> [Exercise goal]: Arrange the lines below as a Markdown table with two columns, Row and Text, where Row numbers each line and Text holds the line itself. Skip blank lines and leave the pictures out of the table.

> [Material supplied]:

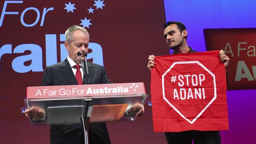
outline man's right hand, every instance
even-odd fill
[[[151,68],[155,66],[155,56],[154,55],[148,56],[148,68],[151,71]]]
[[[32,107],[25,111],[25,114],[28,118],[41,120],[45,117],[45,111],[39,107]]]

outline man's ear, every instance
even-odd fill
[[[68,51],[69,48],[69,42],[68,42],[67,41],[65,41],[65,42],[64,42],[64,46],[65,46],[66,50]]]
[[[182,31],[182,36],[183,36],[183,37],[186,37],[187,35],[187,30],[184,30],[183,31]]]

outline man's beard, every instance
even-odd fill
[[[182,43],[183,43],[183,39],[182,39],[181,41],[180,41],[180,42],[179,42],[178,44],[174,44],[174,45],[173,46],[169,46],[169,48],[171,50],[175,50],[179,49],[180,46],[181,46],[182,44]]]

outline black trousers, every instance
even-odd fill
[[[219,131],[191,130],[180,132],[165,132],[168,144],[220,144]]]

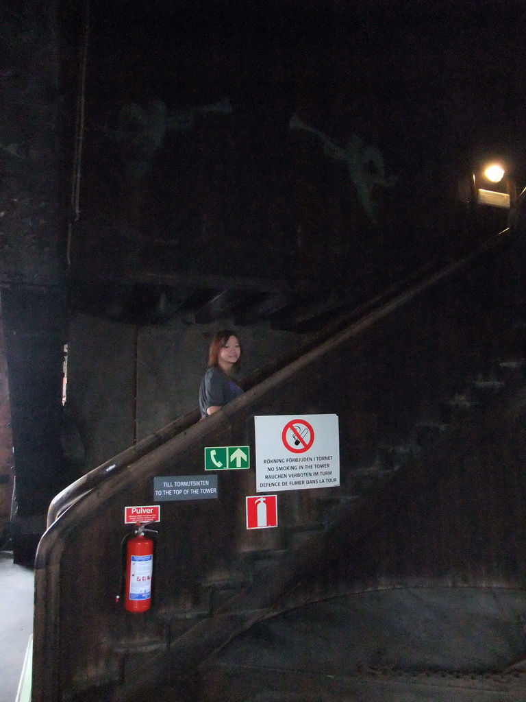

> [Output]:
| Row | Text |
|---|---|
| 1 | outline man's right hand, every instance |
| 2 | even-odd fill |
| 3 | [[[151,68],[155,66],[155,56],[154,55],[148,56],[148,68],[151,71]]] |
| 4 | [[[32,107],[25,111],[25,114],[28,118],[41,120],[45,117],[45,111],[39,107]]] |
| 5 | outline man's ear, every instance |
| 6 | even-odd fill |
| 7 | [[[68,51],[69,48],[69,42],[68,42],[67,41],[65,41],[65,42],[64,42],[64,46],[65,46],[66,50]]] |
| 8 | [[[182,31],[182,36],[183,36],[183,37],[186,37],[187,35],[187,30],[184,30],[183,31]]] |
| 9 | outline man's beard, every instance |
| 10 | even-odd fill |
| 11 | [[[182,43],[183,43],[183,39],[182,39],[181,41],[180,41],[180,42],[179,42],[178,44],[174,44],[174,45],[173,46],[169,46],[169,48],[171,50],[175,50],[179,49],[180,46],[181,46],[182,44]]] |
| 12 | outline black trousers, every instance |
| 13 | even-odd fill |
| 14 | [[[219,131],[191,130],[180,132],[165,132],[168,144],[220,144]]] |